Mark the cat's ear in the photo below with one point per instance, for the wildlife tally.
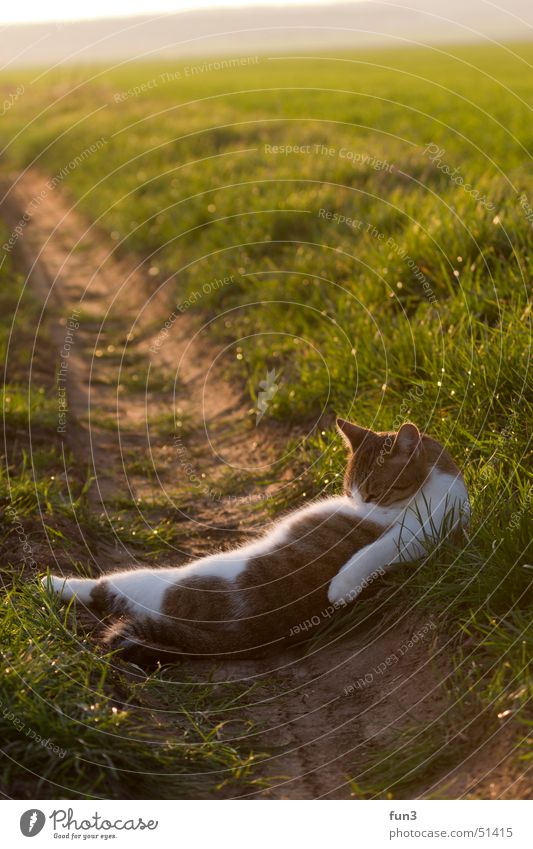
(407, 441)
(352, 434)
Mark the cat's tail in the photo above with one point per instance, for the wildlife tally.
(68, 588)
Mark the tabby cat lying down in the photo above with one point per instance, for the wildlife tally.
(401, 491)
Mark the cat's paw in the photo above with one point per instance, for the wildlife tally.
(341, 589)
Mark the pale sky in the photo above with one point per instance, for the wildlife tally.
(33, 11)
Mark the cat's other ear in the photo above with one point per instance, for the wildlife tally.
(407, 441)
(352, 434)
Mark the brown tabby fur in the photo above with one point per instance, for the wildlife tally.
(282, 588)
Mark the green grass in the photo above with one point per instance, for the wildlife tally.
(74, 722)
(186, 180)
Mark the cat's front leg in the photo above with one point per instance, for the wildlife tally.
(371, 562)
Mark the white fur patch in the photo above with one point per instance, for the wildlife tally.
(418, 524)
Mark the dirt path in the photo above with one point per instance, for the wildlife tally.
(181, 427)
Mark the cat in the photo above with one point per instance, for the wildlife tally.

◆ ◆ ◆

What the exercise asks:
In your answer, repeat all the entries exactly, but leave out the pictures.

Response to this exercise:
Mark the cat's ear in the photo below with one point per instance, for the wildlife tally.
(407, 441)
(352, 434)
Mark the cat's tail in the photo above with one point per instance, for the wildlife tally.
(68, 588)
Mark the tabby cat lying down in the photo above with one point per instance, for the wildlife tally.
(401, 491)
Mark the cat's paw in the photo above with one point per instance, for the wildlife tally.
(341, 589)
Mark the pale sky in the photo above with one point per instance, for the wildlife tally.
(33, 11)
Mark the cat's other ear in the photo above with one point per instance, for the wildlife tally.
(407, 441)
(352, 434)
Mark the brown tabby fur in the photo above with one point per instance, for the wildlife tally.
(282, 588)
Mark the green grass in the photo above with one point per instance, for the wildlife tally.
(74, 722)
(186, 180)
Mark the cat's front leg in the photo above with one point per instance, for the wildlife tally.
(371, 562)
Mark the white fur patch in the photo above with one point per instance, for the wildlife tally.
(418, 524)
Mark the dirt path in the photo above with one point per instance, for the wildlife tally.
(181, 427)
Mark the cat in the photo above with one point per instance, for the wildlife tally.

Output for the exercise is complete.